* _Kısa alıştırma 1_
Metin parçasına göre Adli Tıp'a gönderilen suyun incelenmesinde hangi madde bulundu?

* _Metin parçası_
--------------------------------------------------
Acilde ifademizi almaya gelen polislerden öğrendiğimize göre aynı olay bir gece önce de yaşanmış. Belki gazetede okumuşsunuzdur. Savaş Ay haber yapmıştı. Restoranın işletmecisi gazetelere demeçler verdi. Çok üzgünüz, bütün hastane masraflarını karşılayacağız falan filan... Bizi hiç aramadılar, hastane masraflarını karşılamadılar. geçmiş olsun bile demediler. Şu anda mahkememiz devam ediyor. Adli Tıp'a gönderilen suyun incelenmesi sonucu içinde Toluen denen bir madde bulundu. Avukatımız dava dosyasında, hiç gitmediğimiz bir hastaneden bizim adımıza alınmış bir rapora istinaden Adli Tıp doktoru tarafından yazılan bir yazı buldu.(Yazı mı sahte rapor mu sahte bir dahaki duruşmada anlaşılacak.) Ciddi bir rahatsızlıkları yoktur gibi bir ibare yazılı. Tabi hemen o hastaneye gittik ve başhekimin imzasıyla yazı istedik. Hemen verdiler çünkü hiçbir şekilde kaydımızı bulamadılar.
O gün küçük çocuklar ve çok yaşlı babaannemiz vardı. İyiki bunlardan biri o suyu içmemiş diye hergün şükrediyorum. Anlaşma yapılrken herşeye tabii, siz nasıl isterseniz dediler. Nişan günü de biz öyle birşey demedik dediler. Yine de sineye çekip dayatmalarını mecbur kabul ettik fakat sonrasında yukarıda yazdıklarımı yaşadık.
--------------------------------------------------
* _Verilen bilgiler_

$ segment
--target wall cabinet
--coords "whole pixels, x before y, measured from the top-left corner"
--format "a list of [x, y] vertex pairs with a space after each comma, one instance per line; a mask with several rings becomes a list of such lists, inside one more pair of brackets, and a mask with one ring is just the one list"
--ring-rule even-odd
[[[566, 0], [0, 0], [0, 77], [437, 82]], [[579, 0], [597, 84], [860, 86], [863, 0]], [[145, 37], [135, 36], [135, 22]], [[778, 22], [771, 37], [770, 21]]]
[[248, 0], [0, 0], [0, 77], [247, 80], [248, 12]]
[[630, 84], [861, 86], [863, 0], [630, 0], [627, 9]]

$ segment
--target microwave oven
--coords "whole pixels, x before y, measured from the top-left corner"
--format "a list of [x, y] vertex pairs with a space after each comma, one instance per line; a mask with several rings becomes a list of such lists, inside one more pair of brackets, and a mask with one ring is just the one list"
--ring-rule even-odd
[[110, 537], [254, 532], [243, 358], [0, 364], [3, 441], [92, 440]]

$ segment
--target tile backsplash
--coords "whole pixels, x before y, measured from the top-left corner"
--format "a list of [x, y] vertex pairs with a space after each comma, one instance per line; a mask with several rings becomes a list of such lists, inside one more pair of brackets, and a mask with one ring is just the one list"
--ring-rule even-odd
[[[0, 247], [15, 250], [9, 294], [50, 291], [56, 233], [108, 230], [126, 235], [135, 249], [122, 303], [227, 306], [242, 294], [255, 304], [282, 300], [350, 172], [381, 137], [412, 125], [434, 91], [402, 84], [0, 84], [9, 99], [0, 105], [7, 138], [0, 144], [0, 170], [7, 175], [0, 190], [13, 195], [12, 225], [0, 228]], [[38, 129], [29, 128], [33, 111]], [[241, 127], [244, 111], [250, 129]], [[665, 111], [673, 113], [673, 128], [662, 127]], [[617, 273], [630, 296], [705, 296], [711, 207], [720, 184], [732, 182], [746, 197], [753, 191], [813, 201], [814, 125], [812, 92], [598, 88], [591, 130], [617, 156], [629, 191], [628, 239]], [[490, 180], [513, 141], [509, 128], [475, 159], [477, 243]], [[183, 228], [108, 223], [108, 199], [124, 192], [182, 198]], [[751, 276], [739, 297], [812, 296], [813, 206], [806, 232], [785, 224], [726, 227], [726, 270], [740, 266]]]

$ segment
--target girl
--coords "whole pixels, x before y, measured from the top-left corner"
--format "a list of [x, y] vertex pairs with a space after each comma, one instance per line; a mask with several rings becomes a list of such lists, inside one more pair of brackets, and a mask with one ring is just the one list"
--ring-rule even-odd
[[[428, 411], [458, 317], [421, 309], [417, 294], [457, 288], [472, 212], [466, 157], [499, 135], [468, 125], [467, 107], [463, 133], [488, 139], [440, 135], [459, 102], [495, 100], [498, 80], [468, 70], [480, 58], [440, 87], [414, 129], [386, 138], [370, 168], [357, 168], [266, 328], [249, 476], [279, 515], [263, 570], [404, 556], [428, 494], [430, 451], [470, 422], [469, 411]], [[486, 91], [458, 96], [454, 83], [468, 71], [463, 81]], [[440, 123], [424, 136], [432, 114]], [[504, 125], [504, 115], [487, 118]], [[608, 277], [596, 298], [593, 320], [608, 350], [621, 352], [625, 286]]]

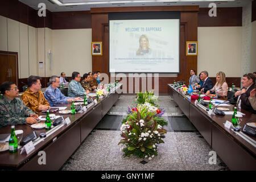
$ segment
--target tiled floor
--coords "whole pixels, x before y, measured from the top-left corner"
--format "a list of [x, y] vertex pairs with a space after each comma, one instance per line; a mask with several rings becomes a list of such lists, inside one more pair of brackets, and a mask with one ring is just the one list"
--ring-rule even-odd
[[[121, 96], [108, 114], [66, 162], [61, 170], [228, 170], [217, 157], [216, 164], [209, 164], [210, 146], [199, 133], [176, 104], [167, 96], [160, 96], [159, 105], [166, 110], [168, 121], [165, 143], [158, 148], [158, 155], [151, 160], [125, 158], [118, 146], [121, 121], [134, 96]], [[144, 162], [144, 164], [143, 164]]]

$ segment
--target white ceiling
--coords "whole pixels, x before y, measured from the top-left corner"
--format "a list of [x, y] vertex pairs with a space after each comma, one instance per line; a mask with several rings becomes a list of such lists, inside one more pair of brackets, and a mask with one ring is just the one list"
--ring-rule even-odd
[[[189, 6], [199, 5], [200, 7], [208, 7], [211, 2], [214, 2], [217, 5], [217, 7], [242, 7], [245, 5], [251, 3], [253, 0], [181, 0], [187, 2], [180, 2], [180, 0], [155, 0], [155, 2], [147, 2], [145, 1], [141, 0], [141, 2], [127, 3], [127, 0], [58, 0], [63, 3], [77, 3], [77, 2], [93, 2], [96, 3], [91, 5], [75, 5], [75, 6], [59, 6], [52, 2], [51, 0], [19, 0], [22, 3], [32, 7], [34, 9], [38, 9], [38, 6], [40, 3], [44, 3], [46, 9], [49, 11], [84, 11], [90, 10], [92, 7], [127, 7], [127, 6]], [[204, 2], [202, 2], [204, 1]], [[231, 0], [232, 1], [232, 0]], [[110, 3], [109, 2], [110, 1]], [[115, 2], [115, 1], [117, 1]], [[126, 1], [123, 3], [122, 1]], [[133, 2], [133, 1], [129, 1]], [[144, 2], [143, 2], [144, 1]], [[103, 3], [98, 3], [98, 2], [103, 2]]]

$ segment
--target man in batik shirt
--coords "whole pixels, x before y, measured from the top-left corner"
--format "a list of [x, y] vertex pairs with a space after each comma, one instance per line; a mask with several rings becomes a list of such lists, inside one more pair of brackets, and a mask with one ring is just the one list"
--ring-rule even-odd
[[28, 88], [20, 97], [26, 106], [36, 113], [39, 113], [42, 110], [49, 110], [51, 108], [49, 102], [44, 98], [40, 90], [40, 79], [41, 78], [39, 76], [30, 76], [27, 79]]

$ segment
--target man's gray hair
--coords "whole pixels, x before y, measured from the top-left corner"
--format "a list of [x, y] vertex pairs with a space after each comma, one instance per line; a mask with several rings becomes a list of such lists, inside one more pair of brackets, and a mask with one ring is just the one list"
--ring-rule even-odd
[[204, 73], [204, 74], [205, 74], [206, 75], [207, 75], [207, 77], [208, 77], [208, 72], [207, 71], [203, 71], [203, 72], [201, 72], [201, 73]]
[[51, 77], [51, 78], [49, 80], [49, 82], [50, 84], [52, 84], [52, 82], [56, 81], [56, 78], [59, 78], [57, 76], [53, 75]]

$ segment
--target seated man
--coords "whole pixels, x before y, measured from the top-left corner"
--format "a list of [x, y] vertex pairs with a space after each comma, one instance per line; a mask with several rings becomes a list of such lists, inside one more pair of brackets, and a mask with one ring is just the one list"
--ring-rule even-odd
--------------------------------------------------
* _Kısa alıştırma 2_
Kayıtların en başından başlayıp "[[630, 84], [861, 86], [863, 0], [630, 0], [627, 9]]" içeren satırda biten bölümü, o satır da dahil olmak üzere yeniden yaz. "wall cabinet" yerine "upper cabinet" koy, geri kalan her şeyi değiştirme.

* _Doğru yanıt 1_
Toluen denen bir madde bulundu.

* _Doğru yanıt 2_
$ segment
--target upper cabinet
--coords "whole pixels, x before y, measured from the top-left corner"
--format "a list of [x, y] vertex pairs with a space after each comma, one instance per line; a mask with several rings becomes a list of such lists, inside one more pair of brackets, and a mask with one ring is just the one list"
--ring-rule even-odd
[[[566, 0], [0, 0], [0, 77], [437, 82]], [[579, 0], [597, 84], [860, 86], [863, 0]], [[145, 37], [135, 36], [135, 22]], [[778, 22], [771, 37], [770, 21]]]
[[248, 0], [0, 0], [0, 77], [247, 80], [248, 12]]
[[630, 84], [861, 86], [863, 0], [630, 0], [627, 9]]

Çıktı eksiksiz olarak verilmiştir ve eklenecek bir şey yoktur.